*** DATA EXTRACT

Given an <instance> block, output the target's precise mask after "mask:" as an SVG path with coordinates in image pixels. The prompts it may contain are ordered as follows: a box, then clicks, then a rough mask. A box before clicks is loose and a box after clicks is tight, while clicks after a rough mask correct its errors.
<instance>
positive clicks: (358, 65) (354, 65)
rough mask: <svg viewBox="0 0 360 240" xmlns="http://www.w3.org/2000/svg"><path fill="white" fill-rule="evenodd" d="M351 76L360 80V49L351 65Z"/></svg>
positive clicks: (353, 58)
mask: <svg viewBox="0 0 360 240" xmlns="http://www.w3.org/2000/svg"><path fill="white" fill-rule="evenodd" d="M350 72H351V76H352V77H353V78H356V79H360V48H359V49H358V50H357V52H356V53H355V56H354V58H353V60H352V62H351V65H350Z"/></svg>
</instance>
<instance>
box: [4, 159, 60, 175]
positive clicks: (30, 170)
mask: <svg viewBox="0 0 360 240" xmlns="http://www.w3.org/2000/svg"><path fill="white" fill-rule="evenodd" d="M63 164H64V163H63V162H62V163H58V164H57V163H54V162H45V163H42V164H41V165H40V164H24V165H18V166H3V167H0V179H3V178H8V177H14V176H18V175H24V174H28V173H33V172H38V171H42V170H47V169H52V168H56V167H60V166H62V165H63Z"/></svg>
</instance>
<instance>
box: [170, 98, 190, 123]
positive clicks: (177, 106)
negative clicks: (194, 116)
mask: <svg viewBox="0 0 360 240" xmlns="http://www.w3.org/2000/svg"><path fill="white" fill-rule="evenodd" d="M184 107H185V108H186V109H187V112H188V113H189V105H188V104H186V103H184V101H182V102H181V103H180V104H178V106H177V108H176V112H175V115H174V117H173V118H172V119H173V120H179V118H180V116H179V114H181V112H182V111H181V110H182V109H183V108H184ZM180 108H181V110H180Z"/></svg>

******

EXERCISE DESCRIPTION
Pull out every line of the records that contains the string "path", copying each one in full. Case counts.

EXERCISE RESULT
Given an <instance> block, output the target's precise mask after "mask:" as an SVG path with coordinates in image pixels. The prompts it may contain are ordered as follows: a box, then clicks, then a rough mask. A box before clicks is loose and a box after clicks is tight, while clicks after a rough mask correct its errors.
rough mask: <svg viewBox="0 0 360 240" xmlns="http://www.w3.org/2000/svg"><path fill="white" fill-rule="evenodd" d="M351 76L360 80V49L351 65Z"/></svg>
mask: <svg viewBox="0 0 360 240" xmlns="http://www.w3.org/2000/svg"><path fill="white" fill-rule="evenodd" d="M350 72H351V76H352V77H353V78H356V79H360V48H359V49H358V50H357V52H356V53H355V56H354V58H353V60H352V62H351V65H350Z"/></svg>
mask: <svg viewBox="0 0 360 240" xmlns="http://www.w3.org/2000/svg"><path fill="white" fill-rule="evenodd" d="M63 164H64V163H63V162H62V163H58V164H57V163H54V162H45V163H42V164H41V165H40V164H24V165H18V166H3V167H0V179H3V178H8V177H14V176H18V175H24V174H28V173H33V172H38V171H42V170H47V169H52V168H56V167H60V166H62V165H63Z"/></svg>
mask: <svg viewBox="0 0 360 240" xmlns="http://www.w3.org/2000/svg"><path fill="white" fill-rule="evenodd" d="M184 107H185V108H186V109H187V112H188V113H189V105H188V104H186V103H184V101H182V102H181V103H180V104H178V106H177V108H176V112H175V115H174V117H173V118H172V119H173V120H179V118H180V116H179V114H181V112H182V111H181V110H182V109H183V108H184ZM180 108H181V110H180Z"/></svg>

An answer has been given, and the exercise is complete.